§ **Text shown**:
►

This is a very profound description of God as Trinity. However, nowhere in his listing of all these poetic attributes did Jordan Peterson ever refer to Love! After a word search analysis through the entire transcript of this opening lecture, which was 2 ½ hours long, the word ‘love’ appears only once. It was not about God. This is unfortunate because you cannot talk about the Christian notion of the Trinity in any intelligible way without being grounded in Love. In the Christian vision, God, who is infinite (God doesn’t exist as much as he is existence itself and the fullness of Being that is the precondition for the existence of everything that participates in this infinite eternal existence), this God is fundamentally a God who is love.

That love blossoms, and is eternally expressed and lived out in the infinite fellowship of the Trinity. The Father expresses his love by giving of himself and by emptying himself. The Greek word that describes this is kenosis. He empties himself to be filled with the Son and the Spirit; the Son empties himself to be filled with the Father and the Spirit, and the Spirit empties himself to be filled with the Father and the Son. This vision is so essential because this infinite divine love not only accounts for why God created the cosmos in the first place, which is the sharing of the outflowing overabundance of the infinite fountain of his love. It also accounts for how God saves the cosmos when it falls.

◄

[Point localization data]
►

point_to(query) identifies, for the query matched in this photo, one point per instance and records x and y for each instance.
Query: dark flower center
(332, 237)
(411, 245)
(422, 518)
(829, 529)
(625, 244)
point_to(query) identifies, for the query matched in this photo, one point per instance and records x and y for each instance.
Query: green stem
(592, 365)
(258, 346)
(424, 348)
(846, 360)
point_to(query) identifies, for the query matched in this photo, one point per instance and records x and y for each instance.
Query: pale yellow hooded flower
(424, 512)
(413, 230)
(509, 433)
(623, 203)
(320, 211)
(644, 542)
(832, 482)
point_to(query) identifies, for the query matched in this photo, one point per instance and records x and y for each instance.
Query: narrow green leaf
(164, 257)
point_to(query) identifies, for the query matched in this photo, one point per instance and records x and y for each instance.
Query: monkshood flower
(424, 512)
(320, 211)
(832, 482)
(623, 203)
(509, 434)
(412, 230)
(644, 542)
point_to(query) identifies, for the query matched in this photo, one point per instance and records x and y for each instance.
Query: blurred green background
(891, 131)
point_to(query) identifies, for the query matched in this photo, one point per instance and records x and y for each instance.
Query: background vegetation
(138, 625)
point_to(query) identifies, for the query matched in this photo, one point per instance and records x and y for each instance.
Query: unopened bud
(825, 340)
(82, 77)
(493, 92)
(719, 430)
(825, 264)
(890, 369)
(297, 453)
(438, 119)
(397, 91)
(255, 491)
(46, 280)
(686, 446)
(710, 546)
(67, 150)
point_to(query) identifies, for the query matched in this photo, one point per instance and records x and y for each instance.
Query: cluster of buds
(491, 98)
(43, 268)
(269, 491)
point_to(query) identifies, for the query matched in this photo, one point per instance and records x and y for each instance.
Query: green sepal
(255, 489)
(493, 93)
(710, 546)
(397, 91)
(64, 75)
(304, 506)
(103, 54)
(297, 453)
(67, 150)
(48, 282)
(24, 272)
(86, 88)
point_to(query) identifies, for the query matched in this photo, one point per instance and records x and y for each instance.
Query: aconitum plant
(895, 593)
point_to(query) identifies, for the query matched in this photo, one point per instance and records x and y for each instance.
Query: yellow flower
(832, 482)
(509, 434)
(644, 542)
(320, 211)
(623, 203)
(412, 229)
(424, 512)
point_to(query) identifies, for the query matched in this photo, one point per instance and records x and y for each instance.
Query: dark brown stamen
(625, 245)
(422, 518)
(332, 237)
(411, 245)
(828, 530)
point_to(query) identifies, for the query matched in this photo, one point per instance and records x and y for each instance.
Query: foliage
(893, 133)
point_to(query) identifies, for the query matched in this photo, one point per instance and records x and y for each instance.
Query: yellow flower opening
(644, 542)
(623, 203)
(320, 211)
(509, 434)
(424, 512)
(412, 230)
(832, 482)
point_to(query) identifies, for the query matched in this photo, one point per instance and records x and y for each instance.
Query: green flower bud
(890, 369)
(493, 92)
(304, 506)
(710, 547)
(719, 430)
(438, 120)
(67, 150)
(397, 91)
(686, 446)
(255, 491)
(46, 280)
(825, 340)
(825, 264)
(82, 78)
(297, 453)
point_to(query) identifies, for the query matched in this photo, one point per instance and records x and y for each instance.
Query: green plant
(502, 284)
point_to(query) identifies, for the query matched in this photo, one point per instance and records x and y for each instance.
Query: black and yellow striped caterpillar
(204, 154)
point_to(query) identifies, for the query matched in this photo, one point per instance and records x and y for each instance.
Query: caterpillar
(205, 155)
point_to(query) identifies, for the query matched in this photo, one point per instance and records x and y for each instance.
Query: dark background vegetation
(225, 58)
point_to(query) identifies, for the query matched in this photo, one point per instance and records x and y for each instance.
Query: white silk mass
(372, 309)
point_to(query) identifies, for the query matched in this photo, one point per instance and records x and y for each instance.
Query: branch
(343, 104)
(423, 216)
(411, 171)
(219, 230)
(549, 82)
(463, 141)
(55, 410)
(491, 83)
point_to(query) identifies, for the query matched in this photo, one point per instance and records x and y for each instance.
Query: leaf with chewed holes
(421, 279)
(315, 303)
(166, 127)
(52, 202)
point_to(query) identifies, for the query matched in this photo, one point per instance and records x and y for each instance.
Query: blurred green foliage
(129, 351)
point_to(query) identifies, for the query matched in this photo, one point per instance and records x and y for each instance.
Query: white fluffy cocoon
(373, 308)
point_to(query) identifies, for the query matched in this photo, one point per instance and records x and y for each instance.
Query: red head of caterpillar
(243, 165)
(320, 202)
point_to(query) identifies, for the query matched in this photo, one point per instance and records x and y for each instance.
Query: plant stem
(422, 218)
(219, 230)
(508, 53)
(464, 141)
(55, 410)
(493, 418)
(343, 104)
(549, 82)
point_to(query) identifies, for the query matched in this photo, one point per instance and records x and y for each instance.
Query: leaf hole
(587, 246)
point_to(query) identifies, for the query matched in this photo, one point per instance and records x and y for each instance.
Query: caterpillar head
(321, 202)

◄

§ **Exercise instructions**:
1. Summarize the passage on the Trinity and love in two sentences.
2. Write the next part of the passage on the Trinity and love, picking up after its final sentence.

§ **Outputs for the tasks**:
1. Although Jordan Peterson gave a profound description of God as Trinity, he never referred to love, and a word search of the 2 ½-hour opening lecture's transcript found "love" only once, not about God. This matters because the Christian Trinity cannot be discussed intelligibly without love: God is fundamentally love, expressed eternally through the self-emptying (kenosis) of Father, Son and Spirit, which accounts both for why God created the cosmos and for how he saves it when it falls.

2.
For when the cosmos falls through humanity’s sin, God rescues us by emptying himself and becoming human and going down into Hades and rising again, seated at the right hand of the Father. He draws the whole of the cosmos back into eternal fellowship with himself. So when the cosmos falls, it’s not as if God has to do something entirely new or different. This vision of Trinitarian love and delight means that when the cosmos falls, God simply does what he has always been doing, now and forever, and unto all the ages.

He empties himself to draw his creation up back into the infinite fountain of love and delight! So LOVE is what links the Trinity with the Incarnation. The same logic that characterizes the eternal relationships of the Trinity characterizes the rationale for the Incarnation itself.